Page excerpt -
Wireless Health 2012 talk on Smartphones, GPS, and location-based context

Fun times in San Diego at Wireless Health 2012.  We’ve really seen the field of wireless devices and sensors within the health field explode over the last few years in all directions: in the consumer market, research, clinical care, and public health.

To kick off, I showed a picture from 5 years ago of a researcher in my lab wearing something like 7 sensors all over — absolutely crazy, but cool in that we were able to collect all sorts of data on movement, location, and environmental exposure.  It motivated the questions of my talk:

  • Do all these sensors need to be “wearable”?
  • Do all sensors need to be “automated”?

Data excerpts:
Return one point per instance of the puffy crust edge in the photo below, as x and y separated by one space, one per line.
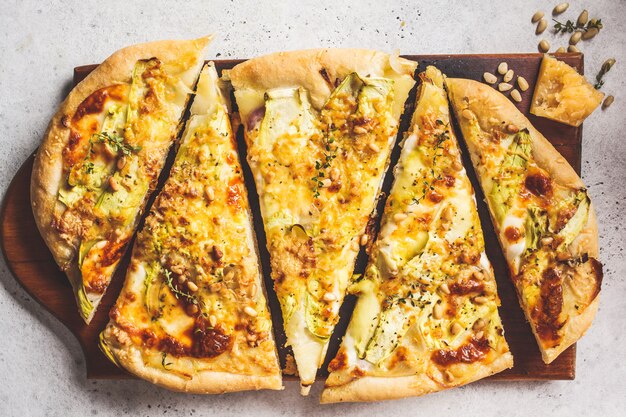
371 388
203 382
303 69
487 105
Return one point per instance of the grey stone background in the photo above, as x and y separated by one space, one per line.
42 370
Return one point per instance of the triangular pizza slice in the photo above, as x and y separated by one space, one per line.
102 155
426 317
541 213
319 127
192 315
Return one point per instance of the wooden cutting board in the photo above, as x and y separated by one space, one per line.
32 265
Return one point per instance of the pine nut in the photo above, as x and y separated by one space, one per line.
522 83
560 8
456 328
575 38
503 68
541 27
250 311
590 34
537 16
490 78
607 102
508 76
583 17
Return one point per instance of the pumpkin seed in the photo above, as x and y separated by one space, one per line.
575 38
490 78
582 18
560 8
508 76
590 33
522 83
541 26
607 102
503 68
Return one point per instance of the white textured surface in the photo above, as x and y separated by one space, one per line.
42 369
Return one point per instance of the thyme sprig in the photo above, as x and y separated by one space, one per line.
571 26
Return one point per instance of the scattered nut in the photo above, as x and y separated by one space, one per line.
582 18
560 8
508 76
541 26
490 78
537 16
330 296
503 68
522 83
250 311
437 311
192 286
479 324
456 328
590 33
607 102
575 38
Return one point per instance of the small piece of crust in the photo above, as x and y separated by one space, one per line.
371 388
492 110
316 70
48 166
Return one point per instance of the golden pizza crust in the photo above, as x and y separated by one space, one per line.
316 70
371 388
492 110
48 166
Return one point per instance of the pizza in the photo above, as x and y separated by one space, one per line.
192 315
541 212
319 127
426 316
101 157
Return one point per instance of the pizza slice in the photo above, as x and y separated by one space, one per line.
541 213
192 315
319 127
102 155
426 316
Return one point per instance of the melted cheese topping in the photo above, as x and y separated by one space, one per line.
119 139
317 174
428 289
193 298
536 219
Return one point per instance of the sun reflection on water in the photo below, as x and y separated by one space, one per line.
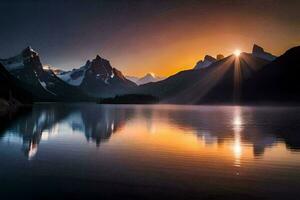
237 124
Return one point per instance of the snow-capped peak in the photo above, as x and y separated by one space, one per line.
18 61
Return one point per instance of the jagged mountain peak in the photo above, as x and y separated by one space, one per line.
208 60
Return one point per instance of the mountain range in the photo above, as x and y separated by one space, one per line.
148 78
252 77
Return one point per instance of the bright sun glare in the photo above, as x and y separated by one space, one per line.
237 52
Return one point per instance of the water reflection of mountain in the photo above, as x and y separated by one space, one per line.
261 127
97 123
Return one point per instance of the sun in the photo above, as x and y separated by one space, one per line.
237 52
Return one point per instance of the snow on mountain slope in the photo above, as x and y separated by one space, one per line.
18 62
74 77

Exercise details - Write the next part of the Wireless Health 2012 talk post, starting after the bullet that asks whether all sensors need to be "automated". None of the data is required for this work.

Reply -
The talk was a good opportunity to demonstrate some of the recent work that Jenna is doing in China, along with EECS PhD student, Victor Shia using CalFit smartphones to comprehensively study obesity risk: continuous inobtrusive physical activity assessment using the smartphone’s accelerometry, diet assessment using phone videos, exposure to environmental stressors like air pollution and noise (e.g., our noise modeling work), locational context like overlaying GPS data on food environment (e.g., foodscoremap.com).

I finished by showing some results we’ve collected in China based on people’s self-report data using a Ecological Momentary Assessment (EMA)-like smartphone app on what makes for “Happy Meals”.